BEGIN Exercise materials
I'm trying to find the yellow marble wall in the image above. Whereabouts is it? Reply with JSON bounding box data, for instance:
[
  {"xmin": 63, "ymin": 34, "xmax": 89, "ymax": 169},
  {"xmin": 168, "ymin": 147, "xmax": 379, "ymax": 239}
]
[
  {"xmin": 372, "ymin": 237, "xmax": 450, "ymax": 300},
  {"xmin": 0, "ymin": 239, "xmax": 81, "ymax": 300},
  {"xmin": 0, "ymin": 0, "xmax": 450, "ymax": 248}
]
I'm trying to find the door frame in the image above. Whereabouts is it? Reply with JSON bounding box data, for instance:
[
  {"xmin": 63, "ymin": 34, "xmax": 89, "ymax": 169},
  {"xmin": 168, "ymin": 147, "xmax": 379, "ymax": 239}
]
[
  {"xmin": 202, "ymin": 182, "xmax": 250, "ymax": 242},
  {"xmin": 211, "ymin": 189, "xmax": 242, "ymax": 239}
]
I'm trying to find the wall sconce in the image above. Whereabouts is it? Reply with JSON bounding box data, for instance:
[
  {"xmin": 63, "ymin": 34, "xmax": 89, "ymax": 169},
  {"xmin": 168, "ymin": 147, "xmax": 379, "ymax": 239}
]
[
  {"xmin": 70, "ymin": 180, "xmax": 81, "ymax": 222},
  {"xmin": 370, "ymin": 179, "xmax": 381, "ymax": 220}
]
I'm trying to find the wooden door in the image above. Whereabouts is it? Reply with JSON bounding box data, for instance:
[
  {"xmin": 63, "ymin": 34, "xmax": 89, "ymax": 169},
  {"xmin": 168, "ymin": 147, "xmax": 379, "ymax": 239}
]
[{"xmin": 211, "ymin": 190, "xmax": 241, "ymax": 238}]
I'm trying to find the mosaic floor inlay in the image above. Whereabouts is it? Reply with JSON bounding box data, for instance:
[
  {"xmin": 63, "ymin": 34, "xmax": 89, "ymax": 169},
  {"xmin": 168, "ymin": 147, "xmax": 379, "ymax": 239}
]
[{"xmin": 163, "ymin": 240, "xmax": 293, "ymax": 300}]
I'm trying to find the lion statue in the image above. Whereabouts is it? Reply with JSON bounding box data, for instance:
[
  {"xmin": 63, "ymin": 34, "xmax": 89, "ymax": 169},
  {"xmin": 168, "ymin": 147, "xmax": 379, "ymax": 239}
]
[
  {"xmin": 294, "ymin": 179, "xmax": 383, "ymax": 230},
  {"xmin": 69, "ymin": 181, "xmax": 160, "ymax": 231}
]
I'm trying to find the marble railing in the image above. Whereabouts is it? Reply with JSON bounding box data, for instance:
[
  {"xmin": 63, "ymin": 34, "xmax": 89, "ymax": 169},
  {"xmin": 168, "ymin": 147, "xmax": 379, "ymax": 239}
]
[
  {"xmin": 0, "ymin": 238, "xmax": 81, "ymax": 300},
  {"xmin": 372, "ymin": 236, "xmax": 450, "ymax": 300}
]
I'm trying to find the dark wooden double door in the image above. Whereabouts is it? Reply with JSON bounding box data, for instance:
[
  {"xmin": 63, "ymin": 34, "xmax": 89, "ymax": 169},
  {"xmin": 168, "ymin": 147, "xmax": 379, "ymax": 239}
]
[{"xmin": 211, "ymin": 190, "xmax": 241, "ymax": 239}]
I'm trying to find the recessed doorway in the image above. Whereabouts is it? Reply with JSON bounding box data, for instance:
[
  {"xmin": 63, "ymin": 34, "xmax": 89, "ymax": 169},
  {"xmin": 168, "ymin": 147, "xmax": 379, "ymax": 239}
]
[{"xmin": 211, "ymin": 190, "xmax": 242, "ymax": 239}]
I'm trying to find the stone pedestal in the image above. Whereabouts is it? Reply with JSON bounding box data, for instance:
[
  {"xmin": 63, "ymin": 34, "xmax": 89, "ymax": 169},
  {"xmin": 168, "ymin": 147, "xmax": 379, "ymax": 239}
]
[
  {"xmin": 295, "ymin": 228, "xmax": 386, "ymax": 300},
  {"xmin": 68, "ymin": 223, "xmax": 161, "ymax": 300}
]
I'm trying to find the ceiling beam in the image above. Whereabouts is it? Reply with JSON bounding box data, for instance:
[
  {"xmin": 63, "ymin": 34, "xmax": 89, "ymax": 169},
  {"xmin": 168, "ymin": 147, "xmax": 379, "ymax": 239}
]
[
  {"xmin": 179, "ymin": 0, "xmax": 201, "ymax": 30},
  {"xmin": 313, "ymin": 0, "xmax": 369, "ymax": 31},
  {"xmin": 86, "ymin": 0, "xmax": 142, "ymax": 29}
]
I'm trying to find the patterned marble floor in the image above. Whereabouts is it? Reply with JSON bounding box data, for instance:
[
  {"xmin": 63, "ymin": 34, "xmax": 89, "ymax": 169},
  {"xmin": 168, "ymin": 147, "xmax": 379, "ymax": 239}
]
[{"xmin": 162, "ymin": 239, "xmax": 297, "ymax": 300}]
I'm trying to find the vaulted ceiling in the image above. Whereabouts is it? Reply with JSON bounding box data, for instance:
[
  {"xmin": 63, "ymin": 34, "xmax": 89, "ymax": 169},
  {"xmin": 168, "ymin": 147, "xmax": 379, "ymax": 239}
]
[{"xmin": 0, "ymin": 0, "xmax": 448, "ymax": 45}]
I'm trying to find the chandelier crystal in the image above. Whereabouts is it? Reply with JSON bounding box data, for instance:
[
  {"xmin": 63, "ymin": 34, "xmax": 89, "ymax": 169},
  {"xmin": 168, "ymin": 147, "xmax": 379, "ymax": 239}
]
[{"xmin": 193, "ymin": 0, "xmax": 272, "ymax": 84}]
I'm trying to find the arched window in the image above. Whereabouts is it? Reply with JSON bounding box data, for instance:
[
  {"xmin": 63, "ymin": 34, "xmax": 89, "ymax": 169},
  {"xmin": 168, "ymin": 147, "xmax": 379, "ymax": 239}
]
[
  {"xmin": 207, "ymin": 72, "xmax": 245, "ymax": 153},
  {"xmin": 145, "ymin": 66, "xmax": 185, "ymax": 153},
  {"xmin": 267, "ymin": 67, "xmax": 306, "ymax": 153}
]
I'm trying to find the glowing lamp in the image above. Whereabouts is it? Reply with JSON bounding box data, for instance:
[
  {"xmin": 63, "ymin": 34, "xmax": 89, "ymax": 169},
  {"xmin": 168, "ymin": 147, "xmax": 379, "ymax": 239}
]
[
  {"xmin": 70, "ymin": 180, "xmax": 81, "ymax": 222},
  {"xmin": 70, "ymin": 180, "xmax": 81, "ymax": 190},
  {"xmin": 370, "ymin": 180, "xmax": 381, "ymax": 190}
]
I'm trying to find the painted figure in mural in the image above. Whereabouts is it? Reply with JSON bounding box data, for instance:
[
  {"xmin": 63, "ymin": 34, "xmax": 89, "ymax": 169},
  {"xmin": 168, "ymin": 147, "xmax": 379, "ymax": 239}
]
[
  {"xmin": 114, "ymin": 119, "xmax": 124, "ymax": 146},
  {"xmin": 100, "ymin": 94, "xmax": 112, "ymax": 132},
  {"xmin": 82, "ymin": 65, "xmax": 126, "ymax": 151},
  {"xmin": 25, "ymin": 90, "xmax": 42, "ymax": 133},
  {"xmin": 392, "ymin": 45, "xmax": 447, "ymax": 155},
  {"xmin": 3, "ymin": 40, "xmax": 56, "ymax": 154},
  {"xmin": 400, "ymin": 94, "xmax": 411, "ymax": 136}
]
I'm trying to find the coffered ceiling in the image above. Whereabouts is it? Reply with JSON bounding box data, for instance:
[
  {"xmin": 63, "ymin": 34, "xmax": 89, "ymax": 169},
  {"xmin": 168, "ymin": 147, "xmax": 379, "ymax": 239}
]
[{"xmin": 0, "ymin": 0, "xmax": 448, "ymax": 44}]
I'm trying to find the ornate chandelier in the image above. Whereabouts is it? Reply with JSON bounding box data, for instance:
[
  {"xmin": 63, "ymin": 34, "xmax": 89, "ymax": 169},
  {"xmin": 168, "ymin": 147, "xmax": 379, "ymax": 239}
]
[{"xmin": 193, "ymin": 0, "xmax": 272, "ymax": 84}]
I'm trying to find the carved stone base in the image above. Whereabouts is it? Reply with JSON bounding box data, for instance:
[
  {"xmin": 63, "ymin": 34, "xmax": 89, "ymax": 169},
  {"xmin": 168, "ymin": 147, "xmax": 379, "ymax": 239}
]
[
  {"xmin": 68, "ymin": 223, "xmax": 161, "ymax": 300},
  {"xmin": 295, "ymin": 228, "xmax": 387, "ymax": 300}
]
END Exercise materials
§ **To do**: Locate every line of the listing above that contains the string "ceiling" and copy each such line. The match is case-sensitive.

§ **Correct answer**:
I'm trying to find the ceiling beam in the image above. Whereabouts is it? Reply with JSON bounding box data, for instance:
I'm trying to find the vaulted ceiling in the image above. Whereabouts is it? Reply with JSON bounding box data, for instance:
I'm trying to find the coffered ceiling in the image above. Whereabouts is it? Reply with JSON bounding box data, for instance:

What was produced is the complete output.